Extrait —
Origine et formation

Christine Albanel est née le 25 juin 1955, à Toulouse, au sein d'une famille bourgeoise. Fille unique, elle suit son cursus scolaire dans une école privée puis poursuit en faisant des études de Lettres modernes à la Sorbonne à Paris. Elle passe alors l'agrégation. Elle devient donc enseignante mais cette expérience est de très courte durée puisqu'elle ne dure qu'un an, à mi-temps dans un lycée privé technique de Paris. Son second mi-temps, elle l'exerce en tant qu'attachée de presse et nègre d'Anne-Aymone Giscard d'Estaing. C'est son cousin, Jean-Bernard Mérimée qui est à cette époque chef du protocole au Palais de l'Elysée qui s'est occupé de faire les présentations.

Données fournies —
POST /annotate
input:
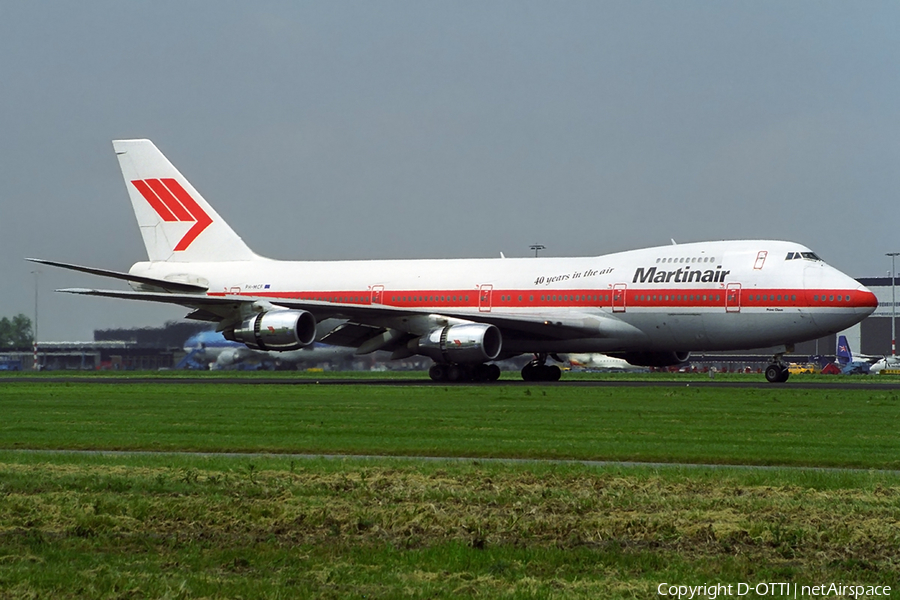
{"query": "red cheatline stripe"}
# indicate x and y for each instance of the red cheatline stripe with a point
(203, 219)
(687, 298)
(153, 200)
(169, 200)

Consignes —
(a) Selon l'extrait, dans quel type d'établissement Christine Albanel a-t-elle enseigné à mi-temps ?
(b) Recopiez le passage de l'extrait compris entre « Christine Albanel est » et « faire les présentations. », bornes incluses.

Réponses —
(a) Dans un lycée privé technique de Paris.

(b)
Christine Albanel est née le 25 juin 1955, à Toulouse, au sein d'une famille bourgeoise. Fille unique, elle suit son cursus scolaire dans une école privée puis poursuit en faisant des études de Lettres modernes à la Sorbonne à Paris. Elle passe alors l'agrégation. Elle devient donc enseignante mais cette expérience est de très courte durée puisqu'elle ne dure qu'un an, à mi-temps dans un lycée privé technique de Paris. Son second mi-temps, elle l'exerce en tant qu'attachée de presse et nègre d'Anne-Aymone Giscard d'Estaing. C'est son cousin, Jean-Bernard Mérimée qui est à cette époque chef du protocole au Palais de l'Elysée qui s'est occupé de faire les présentations.